**Instructions for the task**
Please put the rows below into a numbered list, leaving out any blank lines.

Excerpts from a point labeling dataset:

+ + +

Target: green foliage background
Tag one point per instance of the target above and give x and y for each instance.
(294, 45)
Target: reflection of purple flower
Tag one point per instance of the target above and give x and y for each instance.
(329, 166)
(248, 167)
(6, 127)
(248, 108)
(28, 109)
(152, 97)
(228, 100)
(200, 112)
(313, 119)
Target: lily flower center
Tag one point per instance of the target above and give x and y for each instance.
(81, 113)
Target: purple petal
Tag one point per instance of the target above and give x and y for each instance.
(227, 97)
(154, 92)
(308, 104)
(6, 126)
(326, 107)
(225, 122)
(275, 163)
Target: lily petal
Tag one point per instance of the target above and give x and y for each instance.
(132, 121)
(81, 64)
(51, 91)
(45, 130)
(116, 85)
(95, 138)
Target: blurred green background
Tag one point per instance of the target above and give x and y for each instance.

+ + +

**Final result**
1. Target: green foliage background
2. Tag one point per instance of the target above and give x and y for each instance.
3. (294, 45)
4. Target: reflection of purple flower
5. Tag one point per instance of the target above and give x and y for each instance.
6. (329, 166)
7. (248, 167)
8. (6, 127)
9. (248, 108)
10. (28, 109)
11. (152, 97)
12. (228, 100)
13. (200, 112)
14. (313, 119)
15. Target: lily flower center
16. Tag one point per instance of the target above and give x and y for each instance.
17. (81, 113)
18. Target: purple petal
19. Tag one point per instance of the target above and give x and y for each instance.
20. (227, 97)
21. (154, 92)
22. (308, 104)
23. (6, 126)
24. (326, 107)
25. (225, 122)
26. (275, 163)
27. Target: lily petal
28. Tag one point per instance of the target above and give x and y for each instance.
29. (132, 121)
30. (81, 64)
31. (51, 91)
32. (45, 130)
33. (116, 85)
34. (95, 138)
35. Target: blurred green background
36. Tag one point per instance of the target above and give x and y for each instance.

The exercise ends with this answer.